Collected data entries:

⁂

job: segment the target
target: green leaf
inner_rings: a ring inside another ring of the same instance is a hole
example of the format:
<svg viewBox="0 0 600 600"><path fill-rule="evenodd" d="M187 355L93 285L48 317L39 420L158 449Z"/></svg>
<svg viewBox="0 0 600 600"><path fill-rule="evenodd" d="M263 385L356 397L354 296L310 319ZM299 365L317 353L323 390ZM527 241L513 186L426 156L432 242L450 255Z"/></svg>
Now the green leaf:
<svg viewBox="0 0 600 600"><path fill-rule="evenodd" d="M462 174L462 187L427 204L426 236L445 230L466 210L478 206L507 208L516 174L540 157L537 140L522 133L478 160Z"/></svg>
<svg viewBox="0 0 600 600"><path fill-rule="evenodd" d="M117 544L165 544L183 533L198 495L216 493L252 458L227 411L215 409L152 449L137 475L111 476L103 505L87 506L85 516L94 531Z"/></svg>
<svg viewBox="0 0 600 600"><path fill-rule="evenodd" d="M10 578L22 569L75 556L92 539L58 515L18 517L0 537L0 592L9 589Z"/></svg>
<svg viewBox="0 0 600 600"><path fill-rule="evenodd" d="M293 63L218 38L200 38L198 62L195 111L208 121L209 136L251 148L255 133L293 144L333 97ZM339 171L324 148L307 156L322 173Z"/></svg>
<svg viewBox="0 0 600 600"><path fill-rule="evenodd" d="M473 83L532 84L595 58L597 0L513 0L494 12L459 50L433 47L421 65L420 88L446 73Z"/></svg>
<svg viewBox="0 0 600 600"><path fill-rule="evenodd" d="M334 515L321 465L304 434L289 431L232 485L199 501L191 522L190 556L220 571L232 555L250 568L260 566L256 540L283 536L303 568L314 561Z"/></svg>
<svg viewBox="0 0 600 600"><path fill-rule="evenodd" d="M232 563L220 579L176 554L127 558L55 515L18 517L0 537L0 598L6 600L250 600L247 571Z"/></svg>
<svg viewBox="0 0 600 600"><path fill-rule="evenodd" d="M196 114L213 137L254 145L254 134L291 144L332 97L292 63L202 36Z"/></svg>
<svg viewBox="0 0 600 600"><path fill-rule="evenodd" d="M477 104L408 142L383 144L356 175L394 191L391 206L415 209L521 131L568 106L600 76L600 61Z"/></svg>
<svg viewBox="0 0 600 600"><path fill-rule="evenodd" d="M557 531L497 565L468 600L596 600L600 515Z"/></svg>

⁂

> TRY IT
The line containing "385L356 397L354 296L310" marks the end. Please print exactly every line from the top of the data to it, both included, and nothing more.

> TASK RESPONSE
job: segment the target
target: green leaf
inner_rings: a ring inside another ring of the same instance is a hole
example of the format:
<svg viewBox="0 0 600 600"><path fill-rule="evenodd" d="M187 355L93 285L48 317L39 420L158 449Z"/></svg>
<svg viewBox="0 0 600 600"><path fill-rule="evenodd" d="M263 385L356 397L354 296L310 319ZM299 365L317 353L323 390ZM527 241L513 186L426 156L432 242L450 255Z"/></svg>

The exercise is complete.